## Data supplied
[Start of section]

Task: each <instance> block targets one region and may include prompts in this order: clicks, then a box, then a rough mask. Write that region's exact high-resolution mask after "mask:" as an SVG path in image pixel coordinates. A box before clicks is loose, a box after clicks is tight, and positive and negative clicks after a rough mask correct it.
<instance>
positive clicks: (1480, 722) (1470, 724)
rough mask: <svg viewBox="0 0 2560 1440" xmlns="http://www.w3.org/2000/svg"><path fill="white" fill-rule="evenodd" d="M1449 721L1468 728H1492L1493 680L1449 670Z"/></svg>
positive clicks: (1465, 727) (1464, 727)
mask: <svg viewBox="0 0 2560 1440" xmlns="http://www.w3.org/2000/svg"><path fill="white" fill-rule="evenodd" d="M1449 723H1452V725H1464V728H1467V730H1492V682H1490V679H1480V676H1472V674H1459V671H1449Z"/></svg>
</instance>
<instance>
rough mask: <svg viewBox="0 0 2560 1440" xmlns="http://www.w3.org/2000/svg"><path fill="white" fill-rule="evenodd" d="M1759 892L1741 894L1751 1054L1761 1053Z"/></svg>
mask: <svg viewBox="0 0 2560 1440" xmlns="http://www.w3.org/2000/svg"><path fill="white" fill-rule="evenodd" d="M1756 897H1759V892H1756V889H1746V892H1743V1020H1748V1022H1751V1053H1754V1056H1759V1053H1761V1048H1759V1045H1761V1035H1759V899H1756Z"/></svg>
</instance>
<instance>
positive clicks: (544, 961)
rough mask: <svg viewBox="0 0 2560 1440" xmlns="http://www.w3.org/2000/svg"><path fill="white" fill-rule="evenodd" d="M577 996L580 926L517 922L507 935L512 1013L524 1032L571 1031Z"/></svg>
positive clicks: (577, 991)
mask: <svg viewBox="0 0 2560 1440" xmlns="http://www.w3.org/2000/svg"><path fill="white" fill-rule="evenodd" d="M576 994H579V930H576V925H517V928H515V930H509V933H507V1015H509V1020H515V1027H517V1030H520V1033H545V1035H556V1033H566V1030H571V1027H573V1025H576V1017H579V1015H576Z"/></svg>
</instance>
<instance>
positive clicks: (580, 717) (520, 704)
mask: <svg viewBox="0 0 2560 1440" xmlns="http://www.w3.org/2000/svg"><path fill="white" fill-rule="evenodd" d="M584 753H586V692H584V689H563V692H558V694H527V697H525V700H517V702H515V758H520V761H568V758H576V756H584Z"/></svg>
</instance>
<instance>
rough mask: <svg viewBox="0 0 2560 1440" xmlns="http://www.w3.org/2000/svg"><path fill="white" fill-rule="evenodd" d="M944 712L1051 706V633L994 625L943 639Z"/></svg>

[End of section]

## Prompt
Your reply should be the lines from the one that contains "892L1741 894L1751 1054L1761" through the end of the listing above, repeated exactly.

## Output of the exercise
rough mask: <svg viewBox="0 0 2560 1440" xmlns="http://www.w3.org/2000/svg"><path fill="white" fill-rule="evenodd" d="M1759 892L1741 894L1751 1054L1761 1053Z"/></svg>
mask: <svg viewBox="0 0 2560 1440" xmlns="http://www.w3.org/2000/svg"><path fill="white" fill-rule="evenodd" d="M1756 897H1759V892H1756V889H1746V892H1743V1020H1748V1022H1751V1053H1754V1056H1759V1053H1761V1048H1759V1045H1761V1035H1759V899H1756Z"/></svg>
</instance>
<instance>
positive clicks: (544, 961)
rough mask: <svg viewBox="0 0 2560 1440" xmlns="http://www.w3.org/2000/svg"><path fill="white" fill-rule="evenodd" d="M577 996L580 926L517 922L507 935L512 1013L524 1032L571 1031Z"/></svg>
positive clicks: (577, 991)
mask: <svg viewBox="0 0 2560 1440" xmlns="http://www.w3.org/2000/svg"><path fill="white" fill-rule="evenodd" d="M576 994H579V930H576V925H517V928H515V930H509V933H507V1015H509V1020H515V1027H517V1030H520V1033H545V1035H556V1033H566V1030H571V1027H573V1025H576V1017H579V1015H576Z"/></svg>
</instance>
<instance>
positive clicks: (580, 717) (520, 704)
mask: <svg viewBox="0 0 2560 1440" xmlns="http://www.w3.org/2000/svg"><path fill="white" fill-rule="evenodd" d="M584 753H586V692H584V689H563V692H558V694H527V697H525V700H517V702H515V758H520V761H568V758H576V756H584Z"/></svg>
</instance>
<instance>
rough mask: <svg viewBox="0 0 2560 1440" xmlns="http://www.w3.org/2000/svg"><path fill="white" fill-rule="evenodd" d="M944 712L1051 706V633L994 625L943 639Z"/></svg>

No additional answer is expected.